Quote the whole listing word for word, please.

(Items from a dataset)
★ ★ ★ ★ ★
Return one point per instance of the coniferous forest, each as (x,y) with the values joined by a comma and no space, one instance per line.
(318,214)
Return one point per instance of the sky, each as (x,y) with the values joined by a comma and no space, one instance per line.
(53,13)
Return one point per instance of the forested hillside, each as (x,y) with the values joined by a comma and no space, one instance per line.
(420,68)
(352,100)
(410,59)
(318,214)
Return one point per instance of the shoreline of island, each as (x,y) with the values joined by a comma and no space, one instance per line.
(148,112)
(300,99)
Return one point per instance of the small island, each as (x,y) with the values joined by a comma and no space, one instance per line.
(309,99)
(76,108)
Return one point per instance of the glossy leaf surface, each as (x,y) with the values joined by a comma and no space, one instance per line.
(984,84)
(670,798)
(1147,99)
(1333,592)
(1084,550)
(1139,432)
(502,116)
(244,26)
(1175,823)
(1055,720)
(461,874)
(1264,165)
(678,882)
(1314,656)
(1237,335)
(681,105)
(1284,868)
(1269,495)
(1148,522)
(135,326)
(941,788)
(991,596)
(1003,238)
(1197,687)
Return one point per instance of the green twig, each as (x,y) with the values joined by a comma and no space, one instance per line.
★ ★ ★ ★ ★
REPLY »
Return one point per instance of the coniferous forest, each as (x,y) with the values joined by a comma and no space, one instance per line.
(318,214)
Return one point per instance of the sky, each as (x,y) with the values joined by a comma and no space, one instance per line.
(53,13)
Return one point per instance of the forested hillside, each as (x,y) with the values joined by a comma and no space, one instance per line.
(420,68)
(352,100)
(410,59)
(318,214)
Return one point per instance of the shoreline of island, each as (x,y) with the values joined by a comma and no space, one instance per line.
(148,112)
(300,99)
Return one point per instance of the small island, each as (x,y) with the values joined by a comma and no space, one instance per line.
(309,99)
(76,108)
Return one point per instance of the glossy leaf surface, each as (x,y) with the values joined by a comma and no space, one instance per line.
(984,84)
(670,798)
(1147,99)
(1333,592)
(1084,550)
(1139,432)
(502,116)
(244,26)
(1175,823)
(1055,720)
(461,874)
(1264,165)
(678,882)
(1314,656)
(1237,335)
(681,105)
(1284,868)
(1269,495)
(1148,522)
(135,326)
(941,788)
(991,596)
(1003,238)
(1197,687)
Return one point per instance of the green twig, each as (x,y) with the values joined by a comma and no space, one instance per line.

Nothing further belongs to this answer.